> REQUIRED WORK
Please copy the data from the line with "Extract purple flower from this picture." up to and including the line with "76;92;91;108", multiplying each answer box coordinate by 0.2 and rounding to whole numbers, with halves rounded up. Keep every other line, including its sample coordinates, unchanged.

> INPUT ROWS
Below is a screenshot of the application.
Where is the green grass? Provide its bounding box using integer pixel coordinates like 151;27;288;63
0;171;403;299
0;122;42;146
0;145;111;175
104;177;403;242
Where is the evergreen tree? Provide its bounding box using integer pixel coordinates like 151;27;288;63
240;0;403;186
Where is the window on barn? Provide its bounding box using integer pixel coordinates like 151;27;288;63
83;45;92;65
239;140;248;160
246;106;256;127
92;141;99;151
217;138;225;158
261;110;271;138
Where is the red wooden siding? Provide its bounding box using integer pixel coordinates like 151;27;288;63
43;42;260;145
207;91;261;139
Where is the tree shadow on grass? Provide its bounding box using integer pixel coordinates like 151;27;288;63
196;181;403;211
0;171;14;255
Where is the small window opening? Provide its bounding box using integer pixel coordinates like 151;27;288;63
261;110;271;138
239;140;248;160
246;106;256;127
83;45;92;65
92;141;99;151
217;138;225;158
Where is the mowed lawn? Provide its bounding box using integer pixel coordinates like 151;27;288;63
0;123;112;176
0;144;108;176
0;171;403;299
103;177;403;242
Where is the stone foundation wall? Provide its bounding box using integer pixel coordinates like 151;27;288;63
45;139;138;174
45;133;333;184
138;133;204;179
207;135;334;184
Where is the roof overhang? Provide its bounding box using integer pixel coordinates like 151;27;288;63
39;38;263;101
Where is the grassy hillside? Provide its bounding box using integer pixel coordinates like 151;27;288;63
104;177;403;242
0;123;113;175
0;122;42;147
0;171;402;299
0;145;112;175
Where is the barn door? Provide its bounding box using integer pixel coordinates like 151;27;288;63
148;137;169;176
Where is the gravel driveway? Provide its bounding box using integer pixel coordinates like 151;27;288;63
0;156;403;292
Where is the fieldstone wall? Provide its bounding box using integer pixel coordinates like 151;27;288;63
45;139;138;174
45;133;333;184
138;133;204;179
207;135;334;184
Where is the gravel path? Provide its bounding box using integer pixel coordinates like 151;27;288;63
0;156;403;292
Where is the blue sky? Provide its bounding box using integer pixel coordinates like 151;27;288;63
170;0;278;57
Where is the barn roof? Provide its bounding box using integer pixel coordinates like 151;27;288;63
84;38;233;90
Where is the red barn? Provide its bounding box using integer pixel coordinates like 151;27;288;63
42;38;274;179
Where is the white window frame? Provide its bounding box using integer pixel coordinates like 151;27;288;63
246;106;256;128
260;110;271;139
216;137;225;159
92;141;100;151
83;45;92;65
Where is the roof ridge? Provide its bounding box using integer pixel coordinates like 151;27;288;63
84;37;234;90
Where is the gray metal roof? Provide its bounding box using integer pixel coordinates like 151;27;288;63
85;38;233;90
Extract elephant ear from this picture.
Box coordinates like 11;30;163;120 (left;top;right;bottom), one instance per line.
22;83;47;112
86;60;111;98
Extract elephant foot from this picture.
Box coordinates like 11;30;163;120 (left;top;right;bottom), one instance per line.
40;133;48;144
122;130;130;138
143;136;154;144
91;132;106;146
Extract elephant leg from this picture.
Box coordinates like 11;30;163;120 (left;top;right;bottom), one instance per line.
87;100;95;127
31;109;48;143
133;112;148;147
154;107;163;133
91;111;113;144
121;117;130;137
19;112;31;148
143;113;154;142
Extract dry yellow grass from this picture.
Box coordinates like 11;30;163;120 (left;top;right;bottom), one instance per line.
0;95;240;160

---

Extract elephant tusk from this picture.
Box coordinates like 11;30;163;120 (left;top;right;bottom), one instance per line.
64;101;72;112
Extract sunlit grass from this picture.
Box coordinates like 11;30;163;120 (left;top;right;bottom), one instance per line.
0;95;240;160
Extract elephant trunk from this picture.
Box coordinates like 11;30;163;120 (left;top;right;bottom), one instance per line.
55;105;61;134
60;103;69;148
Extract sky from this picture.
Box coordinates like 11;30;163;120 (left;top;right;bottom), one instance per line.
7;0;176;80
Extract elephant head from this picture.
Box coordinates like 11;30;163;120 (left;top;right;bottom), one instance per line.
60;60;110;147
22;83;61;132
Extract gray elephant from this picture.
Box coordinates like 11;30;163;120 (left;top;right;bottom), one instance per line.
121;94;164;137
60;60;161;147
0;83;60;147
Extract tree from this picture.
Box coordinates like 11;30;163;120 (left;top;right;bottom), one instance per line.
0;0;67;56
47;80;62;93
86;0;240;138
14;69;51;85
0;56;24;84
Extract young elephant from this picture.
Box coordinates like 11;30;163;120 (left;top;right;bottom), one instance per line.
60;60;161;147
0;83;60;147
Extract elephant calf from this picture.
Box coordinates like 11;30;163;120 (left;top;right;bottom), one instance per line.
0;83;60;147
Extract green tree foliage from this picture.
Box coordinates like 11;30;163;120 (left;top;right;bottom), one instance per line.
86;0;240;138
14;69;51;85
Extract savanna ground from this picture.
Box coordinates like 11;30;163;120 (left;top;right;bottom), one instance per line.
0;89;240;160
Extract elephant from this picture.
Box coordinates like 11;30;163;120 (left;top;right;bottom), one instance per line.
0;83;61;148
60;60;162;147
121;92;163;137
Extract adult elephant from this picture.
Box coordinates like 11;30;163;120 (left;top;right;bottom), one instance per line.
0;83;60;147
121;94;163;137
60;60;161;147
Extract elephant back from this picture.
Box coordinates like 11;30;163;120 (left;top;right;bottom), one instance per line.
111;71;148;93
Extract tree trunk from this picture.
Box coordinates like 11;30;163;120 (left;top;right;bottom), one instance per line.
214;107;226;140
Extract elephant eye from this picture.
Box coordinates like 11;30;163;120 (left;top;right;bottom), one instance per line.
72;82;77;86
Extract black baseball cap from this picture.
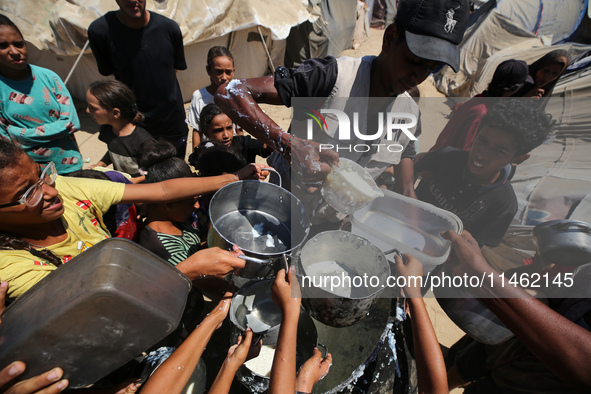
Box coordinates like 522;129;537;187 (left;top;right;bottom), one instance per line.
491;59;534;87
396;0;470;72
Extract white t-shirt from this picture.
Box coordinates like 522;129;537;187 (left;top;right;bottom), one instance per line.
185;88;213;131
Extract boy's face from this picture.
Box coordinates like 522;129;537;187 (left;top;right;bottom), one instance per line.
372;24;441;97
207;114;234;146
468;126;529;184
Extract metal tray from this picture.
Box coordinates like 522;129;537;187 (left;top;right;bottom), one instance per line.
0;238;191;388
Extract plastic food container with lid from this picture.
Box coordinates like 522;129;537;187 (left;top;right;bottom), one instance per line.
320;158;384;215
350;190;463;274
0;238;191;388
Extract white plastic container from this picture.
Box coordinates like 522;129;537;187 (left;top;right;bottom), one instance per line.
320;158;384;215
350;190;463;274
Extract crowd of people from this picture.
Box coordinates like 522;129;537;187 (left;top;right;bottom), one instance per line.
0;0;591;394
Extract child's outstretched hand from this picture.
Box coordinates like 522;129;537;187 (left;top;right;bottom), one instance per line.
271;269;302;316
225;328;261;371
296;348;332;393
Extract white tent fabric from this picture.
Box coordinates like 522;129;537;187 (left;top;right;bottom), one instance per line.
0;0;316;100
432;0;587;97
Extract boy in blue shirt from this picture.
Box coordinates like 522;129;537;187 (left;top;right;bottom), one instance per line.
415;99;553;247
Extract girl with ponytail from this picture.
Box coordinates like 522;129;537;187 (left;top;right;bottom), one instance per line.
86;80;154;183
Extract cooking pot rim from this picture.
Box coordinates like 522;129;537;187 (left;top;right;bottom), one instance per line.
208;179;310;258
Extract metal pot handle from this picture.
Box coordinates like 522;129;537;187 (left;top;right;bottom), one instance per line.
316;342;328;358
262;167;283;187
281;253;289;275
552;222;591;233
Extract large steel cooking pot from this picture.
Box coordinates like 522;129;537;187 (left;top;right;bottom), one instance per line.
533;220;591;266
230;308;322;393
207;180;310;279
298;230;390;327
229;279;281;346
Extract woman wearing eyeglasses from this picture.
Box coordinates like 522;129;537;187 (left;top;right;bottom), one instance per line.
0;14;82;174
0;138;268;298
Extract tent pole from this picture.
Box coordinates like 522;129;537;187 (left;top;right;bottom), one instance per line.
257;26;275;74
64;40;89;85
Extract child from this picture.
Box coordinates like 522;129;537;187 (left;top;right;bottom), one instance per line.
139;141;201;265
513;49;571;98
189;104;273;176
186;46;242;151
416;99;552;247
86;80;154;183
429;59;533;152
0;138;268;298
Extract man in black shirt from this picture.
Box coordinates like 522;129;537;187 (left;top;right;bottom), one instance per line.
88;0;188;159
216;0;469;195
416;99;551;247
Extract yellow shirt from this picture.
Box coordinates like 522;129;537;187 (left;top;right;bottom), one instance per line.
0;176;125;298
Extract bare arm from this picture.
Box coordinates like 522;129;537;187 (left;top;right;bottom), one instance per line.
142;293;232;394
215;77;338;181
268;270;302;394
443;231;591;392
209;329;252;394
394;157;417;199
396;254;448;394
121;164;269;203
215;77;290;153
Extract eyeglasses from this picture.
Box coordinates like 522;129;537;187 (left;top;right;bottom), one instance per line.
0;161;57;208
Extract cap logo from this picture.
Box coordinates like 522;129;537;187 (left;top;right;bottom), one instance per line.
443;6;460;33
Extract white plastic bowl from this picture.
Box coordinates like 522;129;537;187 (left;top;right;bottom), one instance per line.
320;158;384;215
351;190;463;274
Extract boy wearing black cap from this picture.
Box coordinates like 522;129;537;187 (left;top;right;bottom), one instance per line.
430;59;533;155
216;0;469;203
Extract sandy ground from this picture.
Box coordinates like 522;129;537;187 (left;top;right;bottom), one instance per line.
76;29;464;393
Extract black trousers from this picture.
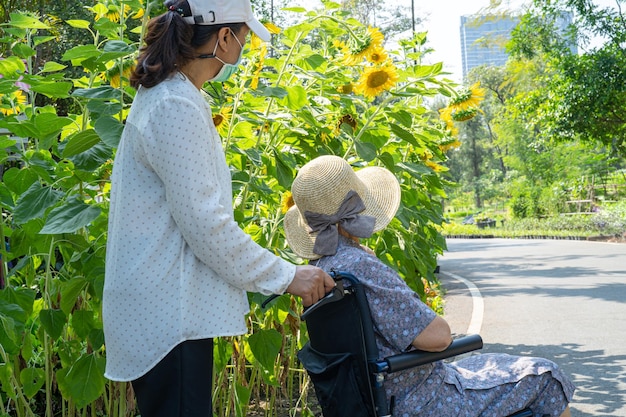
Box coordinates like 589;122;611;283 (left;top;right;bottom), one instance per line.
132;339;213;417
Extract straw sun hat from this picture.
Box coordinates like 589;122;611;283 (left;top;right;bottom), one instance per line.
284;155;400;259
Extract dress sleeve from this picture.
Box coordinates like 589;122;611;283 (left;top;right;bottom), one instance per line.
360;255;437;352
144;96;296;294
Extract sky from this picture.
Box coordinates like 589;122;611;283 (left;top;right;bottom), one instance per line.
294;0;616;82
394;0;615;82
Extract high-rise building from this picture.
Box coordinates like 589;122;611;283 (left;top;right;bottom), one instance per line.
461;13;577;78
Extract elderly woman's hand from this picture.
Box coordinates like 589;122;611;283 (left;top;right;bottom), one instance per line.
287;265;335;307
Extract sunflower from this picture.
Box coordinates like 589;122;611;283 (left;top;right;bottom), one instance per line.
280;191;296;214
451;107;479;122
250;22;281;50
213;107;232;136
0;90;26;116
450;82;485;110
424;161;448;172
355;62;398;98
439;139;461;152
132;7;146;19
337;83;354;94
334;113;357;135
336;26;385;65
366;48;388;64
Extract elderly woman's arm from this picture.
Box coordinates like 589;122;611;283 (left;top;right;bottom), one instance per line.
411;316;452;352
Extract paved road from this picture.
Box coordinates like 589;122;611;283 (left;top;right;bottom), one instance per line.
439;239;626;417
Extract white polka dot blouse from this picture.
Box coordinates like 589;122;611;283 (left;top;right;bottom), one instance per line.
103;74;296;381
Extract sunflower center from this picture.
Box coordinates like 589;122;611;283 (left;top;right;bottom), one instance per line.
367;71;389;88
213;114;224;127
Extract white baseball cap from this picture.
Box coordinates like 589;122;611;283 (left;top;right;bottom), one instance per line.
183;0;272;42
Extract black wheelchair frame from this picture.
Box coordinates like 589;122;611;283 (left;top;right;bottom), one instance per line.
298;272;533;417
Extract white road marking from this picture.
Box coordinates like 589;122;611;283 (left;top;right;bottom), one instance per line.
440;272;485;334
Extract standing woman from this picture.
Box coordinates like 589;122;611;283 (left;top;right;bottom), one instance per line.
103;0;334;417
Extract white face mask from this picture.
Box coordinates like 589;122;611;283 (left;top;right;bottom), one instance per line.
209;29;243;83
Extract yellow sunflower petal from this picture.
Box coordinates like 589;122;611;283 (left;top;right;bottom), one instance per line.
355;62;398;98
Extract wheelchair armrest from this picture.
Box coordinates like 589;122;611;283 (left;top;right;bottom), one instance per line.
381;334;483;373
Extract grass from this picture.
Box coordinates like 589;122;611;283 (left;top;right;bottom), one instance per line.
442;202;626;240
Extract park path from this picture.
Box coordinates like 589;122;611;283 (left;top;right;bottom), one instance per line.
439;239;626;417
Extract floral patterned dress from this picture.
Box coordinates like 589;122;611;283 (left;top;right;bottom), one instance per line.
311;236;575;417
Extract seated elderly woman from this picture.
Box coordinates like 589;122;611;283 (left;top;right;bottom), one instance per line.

---

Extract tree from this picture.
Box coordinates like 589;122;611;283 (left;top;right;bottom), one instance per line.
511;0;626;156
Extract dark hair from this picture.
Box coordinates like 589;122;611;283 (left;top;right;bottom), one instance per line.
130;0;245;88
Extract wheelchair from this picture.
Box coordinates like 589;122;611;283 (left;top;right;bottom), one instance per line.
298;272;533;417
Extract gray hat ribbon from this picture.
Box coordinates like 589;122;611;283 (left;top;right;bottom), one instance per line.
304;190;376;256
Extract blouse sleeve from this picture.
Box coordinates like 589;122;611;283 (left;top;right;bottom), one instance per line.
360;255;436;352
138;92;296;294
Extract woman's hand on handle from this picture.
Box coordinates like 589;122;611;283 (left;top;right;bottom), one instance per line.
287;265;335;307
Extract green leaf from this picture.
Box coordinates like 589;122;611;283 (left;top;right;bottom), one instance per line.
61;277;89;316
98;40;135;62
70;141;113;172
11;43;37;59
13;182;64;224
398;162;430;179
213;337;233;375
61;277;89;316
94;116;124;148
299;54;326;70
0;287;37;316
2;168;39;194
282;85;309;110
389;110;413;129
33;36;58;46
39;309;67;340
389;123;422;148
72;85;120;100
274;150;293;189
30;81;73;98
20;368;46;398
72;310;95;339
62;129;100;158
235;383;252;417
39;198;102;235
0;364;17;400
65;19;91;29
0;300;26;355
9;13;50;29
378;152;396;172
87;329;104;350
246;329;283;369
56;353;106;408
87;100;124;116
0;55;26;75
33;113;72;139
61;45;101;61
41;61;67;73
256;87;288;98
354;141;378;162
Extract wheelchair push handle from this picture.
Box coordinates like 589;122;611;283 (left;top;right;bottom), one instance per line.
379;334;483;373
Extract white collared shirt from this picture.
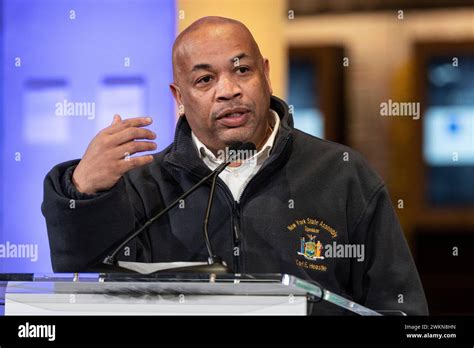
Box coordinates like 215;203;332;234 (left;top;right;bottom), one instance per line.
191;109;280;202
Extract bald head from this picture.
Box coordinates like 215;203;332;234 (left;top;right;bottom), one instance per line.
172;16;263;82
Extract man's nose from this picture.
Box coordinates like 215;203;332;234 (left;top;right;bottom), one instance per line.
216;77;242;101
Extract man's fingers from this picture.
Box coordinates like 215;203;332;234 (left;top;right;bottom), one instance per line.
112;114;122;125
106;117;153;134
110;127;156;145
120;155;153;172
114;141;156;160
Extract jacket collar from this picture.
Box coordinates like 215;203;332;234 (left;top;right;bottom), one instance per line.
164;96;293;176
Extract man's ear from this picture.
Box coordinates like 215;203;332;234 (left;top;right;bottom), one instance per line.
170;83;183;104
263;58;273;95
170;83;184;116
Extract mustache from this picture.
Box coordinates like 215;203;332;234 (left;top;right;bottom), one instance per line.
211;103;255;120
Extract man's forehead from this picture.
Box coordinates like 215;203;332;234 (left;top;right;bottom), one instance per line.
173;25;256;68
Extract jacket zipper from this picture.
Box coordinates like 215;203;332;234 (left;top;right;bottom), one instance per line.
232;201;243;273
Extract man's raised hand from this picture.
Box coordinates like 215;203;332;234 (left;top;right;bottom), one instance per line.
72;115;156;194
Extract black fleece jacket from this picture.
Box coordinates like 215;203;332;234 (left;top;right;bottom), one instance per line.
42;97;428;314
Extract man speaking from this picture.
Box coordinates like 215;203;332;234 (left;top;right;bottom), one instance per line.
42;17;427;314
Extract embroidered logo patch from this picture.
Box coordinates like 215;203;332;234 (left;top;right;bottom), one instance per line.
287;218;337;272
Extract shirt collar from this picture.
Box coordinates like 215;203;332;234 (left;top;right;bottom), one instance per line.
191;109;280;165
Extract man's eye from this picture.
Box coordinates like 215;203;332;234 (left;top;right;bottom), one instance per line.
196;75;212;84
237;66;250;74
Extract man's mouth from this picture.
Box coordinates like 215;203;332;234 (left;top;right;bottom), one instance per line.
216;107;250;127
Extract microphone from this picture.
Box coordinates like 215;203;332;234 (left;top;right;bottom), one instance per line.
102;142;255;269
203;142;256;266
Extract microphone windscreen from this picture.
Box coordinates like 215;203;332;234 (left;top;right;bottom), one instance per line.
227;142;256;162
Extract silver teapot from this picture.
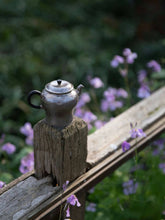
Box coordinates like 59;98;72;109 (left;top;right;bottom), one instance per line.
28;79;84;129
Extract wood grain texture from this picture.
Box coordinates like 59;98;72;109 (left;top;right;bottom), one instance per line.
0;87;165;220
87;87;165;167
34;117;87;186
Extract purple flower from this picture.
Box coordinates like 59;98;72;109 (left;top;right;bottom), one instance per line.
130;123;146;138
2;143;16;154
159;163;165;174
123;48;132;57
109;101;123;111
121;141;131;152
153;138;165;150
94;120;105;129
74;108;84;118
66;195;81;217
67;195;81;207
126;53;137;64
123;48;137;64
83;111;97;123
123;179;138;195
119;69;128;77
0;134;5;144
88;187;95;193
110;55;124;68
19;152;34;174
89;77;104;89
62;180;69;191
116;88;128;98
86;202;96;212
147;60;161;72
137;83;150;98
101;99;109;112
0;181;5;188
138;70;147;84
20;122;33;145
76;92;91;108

> RESPONSE BELOW
Extract purple flower from this picture.
Box coordinates like 59;98;72;109 (left;top;right;bottom), one instance per line.
26;25;29;28
0;29;3;31
32;33;33;35
25;10;26;11
22;20;25;22
24;28;26;30
31;28;33;30
19;24;21;26
15;22;17;24
13;39;16;43
13;39;16;41
25;11;27;13
25;10;27;13
17;22;19;25
25;36;28;39
24;14;26;15
0;27;1;29
18;37;19;39
22;11;25;14
4;30;7;35
18;15;21;18
12;36;14;38
23;18;26;20
17;40;19;42
29;12;32;14
27;17;30;20
20;20;22;22
0;36;1;38
28;14;29;17
4;24;7;29
15;18;18;22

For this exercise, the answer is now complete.